* _QUOTED PASSAGE_:
----

(113b) Zwitterionic Hydrogel Coatings Photografted to Biomaterial Surfaces Decrease Fibrotic Response and Increase Lubricity

Zwitterionic hydrogels have shown promise in reducing biofouling in many biological environments. By using photopolymerization to simultaneously initiate polymerization of a bulk hydrogel and photograft to the desired surface, robust zwitterionic coatings are created on various biomaterials. This work examines antifouling properties and lubricity resulting from these coating systems. The binding of water by zwitterionic moieties reduces attachment of proteins and cells, thus leading to a decrease in biofouling. Two zwitterionic monomers have been examined: sulfobetaine methacrylate (SBMA) and carboxybetaine methacrylate (CBMA). Because CBMA binds water molecules more effectively, CBMA hydrogels typically are more effective in preventing biofouling. Crosslinker is used to create the bulk hydrogel, imparting greater mechanical durability but diminishing antifouling effectiveness, especially at higher percents. Lubricity is greatly increased by the zwitterionic hydrogel coatings for a variety of surfaces, including various biological tissues. The force needed during implantation of coated cochlear implants is significantly decreased, likely as a result of the improved lubricity. Less force should result in less trauma, thereby likely leading to lower fibrotic response to implants.

----

* _THE DATA_:

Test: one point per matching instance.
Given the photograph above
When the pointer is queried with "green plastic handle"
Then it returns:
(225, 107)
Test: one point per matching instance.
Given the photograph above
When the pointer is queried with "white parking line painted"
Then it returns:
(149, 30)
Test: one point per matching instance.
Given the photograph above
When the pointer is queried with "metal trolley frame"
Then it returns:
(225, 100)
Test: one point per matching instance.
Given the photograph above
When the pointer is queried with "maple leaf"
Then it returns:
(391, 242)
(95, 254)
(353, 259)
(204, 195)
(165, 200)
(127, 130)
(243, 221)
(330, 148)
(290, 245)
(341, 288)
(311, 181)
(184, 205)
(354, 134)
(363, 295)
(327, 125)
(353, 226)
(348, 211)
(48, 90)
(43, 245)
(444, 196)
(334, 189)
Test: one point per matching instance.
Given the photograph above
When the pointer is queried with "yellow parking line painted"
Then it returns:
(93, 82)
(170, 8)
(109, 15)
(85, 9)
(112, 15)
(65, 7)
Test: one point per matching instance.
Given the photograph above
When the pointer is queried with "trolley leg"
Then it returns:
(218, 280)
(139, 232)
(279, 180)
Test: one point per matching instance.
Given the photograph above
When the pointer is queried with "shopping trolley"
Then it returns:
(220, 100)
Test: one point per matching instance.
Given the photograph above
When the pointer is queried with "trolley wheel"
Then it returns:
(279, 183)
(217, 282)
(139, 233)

----

* _PROBLEM DETAILS_: From the abstract, list everything it says is reduced, decreased, diminished, less, or lower. The rows above are unrelated to the abstract.

* _ANSWER TO THE EXERCISE_:
- Biofouling
- Attachment of proteins and cells
- Antifouling effectiveness
- Force needed during implantation of coated cochlear implants
- Trauma
- Fibrotic response